# SECTION DU DOCUMENT:
Genèse d’une création

La première de Selfie, le 28 mars prochain, sera l’aboutissement d’un parcours de plus de deux ans! Avec l’aide des élèves de l’école secondaire Crofton House, l’auteure Christine Quintana et l’équipe de production ont patiemment façonné l’histoire d’Anna, Lili et Chris. Nous retraçons ici les grandes étapes de la création, de l’impulsion à la scène.

L’INVITATION
En 2013, le directeur artistique du Théâtre la Seizième, Craig Holzschuh, assiste au spectacle STATIONARY: a recession-era musical, dont Christine Quintana signe le livret. « Le spectacle m’a beaucoup plu. C’était frais, énergique et honnête. Je me suis dit que l’écriture et l’univers de Christine conviendraient bien à un public adolescent », se souvient le directeur artistique. Quelques mois plus tard, il invite la jeune artiste à se joindre au programme de développement dramaturgique de la compagnie. Créée en 2001, cette initiative soutient la création de nouveaux textes en français par des artistes de la Colombie-Britannique.

# OBJECTIF DE L'EXERCICE:
Recopiez tel quel, dans le texte sur la genèse de Selfie, tout ce qui va de « Genèse d’une création » jusqu'à « à la scène. ».

# LIGNES DE DONNÉES:
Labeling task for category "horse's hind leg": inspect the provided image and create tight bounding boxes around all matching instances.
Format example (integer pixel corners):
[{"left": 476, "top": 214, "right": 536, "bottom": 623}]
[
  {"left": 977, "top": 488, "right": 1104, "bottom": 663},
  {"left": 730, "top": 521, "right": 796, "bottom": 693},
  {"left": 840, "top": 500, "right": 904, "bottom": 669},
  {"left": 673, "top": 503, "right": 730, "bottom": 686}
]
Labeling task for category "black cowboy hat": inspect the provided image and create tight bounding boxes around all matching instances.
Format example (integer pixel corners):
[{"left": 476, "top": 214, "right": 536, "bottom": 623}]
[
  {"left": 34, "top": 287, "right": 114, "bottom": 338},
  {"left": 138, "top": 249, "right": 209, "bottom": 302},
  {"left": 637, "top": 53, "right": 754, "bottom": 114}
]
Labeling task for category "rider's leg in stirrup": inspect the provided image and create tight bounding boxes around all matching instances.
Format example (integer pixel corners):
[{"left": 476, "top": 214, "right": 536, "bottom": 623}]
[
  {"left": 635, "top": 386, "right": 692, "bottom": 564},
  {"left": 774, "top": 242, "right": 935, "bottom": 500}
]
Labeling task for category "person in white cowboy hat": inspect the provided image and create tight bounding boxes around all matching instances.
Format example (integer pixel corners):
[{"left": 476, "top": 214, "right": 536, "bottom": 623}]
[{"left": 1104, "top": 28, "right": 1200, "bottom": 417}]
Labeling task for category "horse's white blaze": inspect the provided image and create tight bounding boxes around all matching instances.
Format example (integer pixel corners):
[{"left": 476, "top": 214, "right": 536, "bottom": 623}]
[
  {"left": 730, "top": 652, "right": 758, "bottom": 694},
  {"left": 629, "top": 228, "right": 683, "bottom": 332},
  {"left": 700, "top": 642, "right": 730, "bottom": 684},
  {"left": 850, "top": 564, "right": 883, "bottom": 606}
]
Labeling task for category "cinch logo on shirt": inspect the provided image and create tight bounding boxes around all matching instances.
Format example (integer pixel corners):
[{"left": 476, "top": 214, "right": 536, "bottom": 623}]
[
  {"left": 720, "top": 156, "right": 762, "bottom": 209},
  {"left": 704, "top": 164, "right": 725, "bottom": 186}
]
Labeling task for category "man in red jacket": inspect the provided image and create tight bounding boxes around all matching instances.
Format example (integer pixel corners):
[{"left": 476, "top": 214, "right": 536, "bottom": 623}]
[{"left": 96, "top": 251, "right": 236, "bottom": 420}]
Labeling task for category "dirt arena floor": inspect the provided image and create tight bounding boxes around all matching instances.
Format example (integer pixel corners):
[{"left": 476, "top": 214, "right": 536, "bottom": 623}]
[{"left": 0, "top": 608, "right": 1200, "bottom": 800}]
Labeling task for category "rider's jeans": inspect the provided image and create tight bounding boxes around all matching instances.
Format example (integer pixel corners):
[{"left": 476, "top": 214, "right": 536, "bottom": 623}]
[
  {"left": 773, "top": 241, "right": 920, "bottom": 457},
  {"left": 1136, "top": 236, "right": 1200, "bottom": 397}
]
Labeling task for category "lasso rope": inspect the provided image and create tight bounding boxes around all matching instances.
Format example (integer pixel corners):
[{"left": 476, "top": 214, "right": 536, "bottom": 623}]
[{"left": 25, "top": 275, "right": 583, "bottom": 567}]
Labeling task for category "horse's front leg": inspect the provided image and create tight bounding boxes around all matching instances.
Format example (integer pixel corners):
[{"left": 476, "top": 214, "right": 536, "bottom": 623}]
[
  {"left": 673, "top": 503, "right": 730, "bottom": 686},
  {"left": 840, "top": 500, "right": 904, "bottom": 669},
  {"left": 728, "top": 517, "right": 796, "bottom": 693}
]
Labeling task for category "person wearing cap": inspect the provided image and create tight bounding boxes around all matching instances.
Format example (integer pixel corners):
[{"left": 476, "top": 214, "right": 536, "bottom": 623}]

# RÉPONSE CORRECTE:
Genèse d’une création

La première de Selfie, le 28 mars prochain, sera l’aboutissement d’un parcours de plus de deux ans! Avec l’aide des élèves de l’école secondaire Crofton House, l’auteure Christine Quintana et l’équipe de production ont patiemment façonné l’histoire d’Anna, Lili et Chris. Nous retraçons ici les grandes étapes de la création, de l’impulsion à la scène.